* Tasks and exercises:
A – Please transcribe a passage from the column on Netanyahu, beginning at the words that have "If he resigned, who" and stopping after "awful to contemplate!".
B – In the column on Netanyahu, what is described as growing from week to week?

* Excerpt to read:

========

By Uri Avnery
The vultures are circling. They can see the wounded man on the ground, and are waiting for his end.
So are the human carnivores – the politicians.
They sing his praises, swear to defend him with all their heart – but in their heads they are already calculating who might be his successor. Each of them mutters to themself: Why not me?
Binyamin Netanyahu is facing the greatest crisis in his long career. The police are about to conclude their investigations. The Attorney General is under huge pressure to issue official indictments. The large demonstrations near the Attorney General’s home are growing from week to week.
The Attorney General, the Inspector General of the Police and the Minister for Internal Security were all personally picked by Netanyahu (and his wife). Now even this does not help. The pressure is too strong.
The investigations may drag on for another few months, but the end seems certain: State of Israel v. Binyamin Netanyahu will go to court.
When a member of the government is indicted for a felony, they usually resign, or at least take leave of absence. Not Netanyahu. No sir!
If he resigned, who would guard Israel and save it from the numerous dreadful dangers threatening the state from all sides? The Iranians are promising our extinction, the evil Arabs all around want to kill us, the leftists and other traitors threaten the state from within. How can we survive without Bibi? The danger is too awful to contemplate!
Netanyahu seems to believe this himself. He, his wife and his eldest son behave like a royal family. They buy without paying, travel as guests of others, receive expensive gifts as a matter of course.
Popular humor accompanies all these transgressions. The police has entered this spirit and decorated his files with many zeros.

========

Image object location entries:
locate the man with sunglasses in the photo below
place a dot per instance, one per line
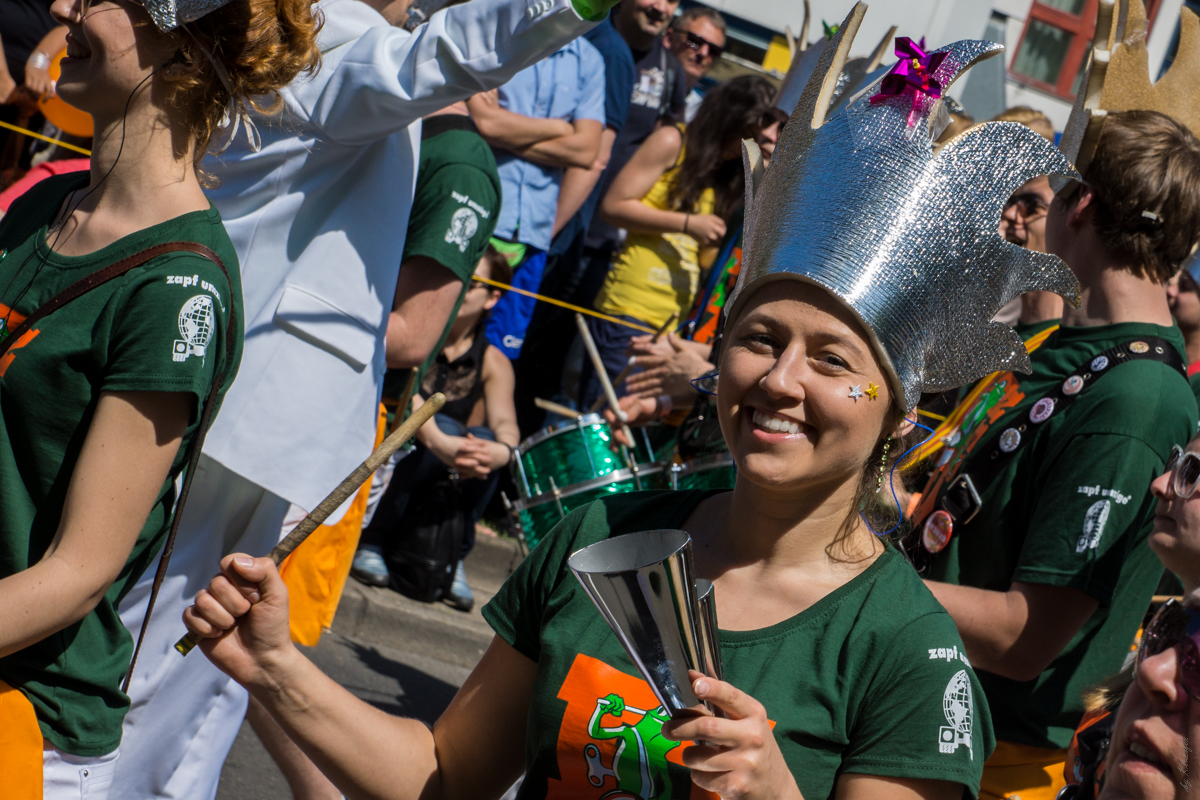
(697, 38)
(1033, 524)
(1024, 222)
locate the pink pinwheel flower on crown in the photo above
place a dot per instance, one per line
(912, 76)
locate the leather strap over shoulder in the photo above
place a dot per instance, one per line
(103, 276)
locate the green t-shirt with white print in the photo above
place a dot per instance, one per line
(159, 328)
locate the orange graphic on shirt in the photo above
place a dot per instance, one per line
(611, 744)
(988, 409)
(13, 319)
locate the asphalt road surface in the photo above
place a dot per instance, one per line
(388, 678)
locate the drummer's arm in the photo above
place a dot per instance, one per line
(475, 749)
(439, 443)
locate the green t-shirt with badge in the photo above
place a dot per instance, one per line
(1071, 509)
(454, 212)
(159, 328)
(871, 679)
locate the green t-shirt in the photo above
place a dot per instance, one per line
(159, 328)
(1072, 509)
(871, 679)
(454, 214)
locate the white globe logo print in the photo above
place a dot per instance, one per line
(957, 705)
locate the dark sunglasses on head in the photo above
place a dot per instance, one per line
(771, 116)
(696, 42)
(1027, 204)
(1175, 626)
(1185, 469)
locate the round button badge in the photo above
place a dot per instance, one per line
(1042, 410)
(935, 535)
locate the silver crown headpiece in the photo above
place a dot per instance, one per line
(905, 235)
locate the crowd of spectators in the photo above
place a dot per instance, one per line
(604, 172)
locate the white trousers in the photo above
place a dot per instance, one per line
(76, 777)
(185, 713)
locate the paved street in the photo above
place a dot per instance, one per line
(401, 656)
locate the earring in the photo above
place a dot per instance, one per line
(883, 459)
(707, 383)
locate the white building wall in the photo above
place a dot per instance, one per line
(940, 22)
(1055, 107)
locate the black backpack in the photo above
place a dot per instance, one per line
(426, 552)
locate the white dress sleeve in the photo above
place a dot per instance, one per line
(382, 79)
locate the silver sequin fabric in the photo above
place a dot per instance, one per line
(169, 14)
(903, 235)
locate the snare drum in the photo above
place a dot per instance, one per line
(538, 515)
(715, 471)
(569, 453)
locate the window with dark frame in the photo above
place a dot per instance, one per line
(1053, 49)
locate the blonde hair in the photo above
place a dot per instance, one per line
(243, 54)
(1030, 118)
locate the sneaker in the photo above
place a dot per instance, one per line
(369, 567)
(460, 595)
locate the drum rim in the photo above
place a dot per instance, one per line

========

* Task-by-task answers:
A –
If he resigned, who would guard Israel and save it from the numerous dreadful dangers threatening the state from all sides? The Iranians are promising our extinction, the evil Arabs all around want to kill us, the leftists and other traitors threaten the state from within. How can we survive without Bibi? The danger is too awful to contemplate!

B – The large demonstrations near the Attorney General's home.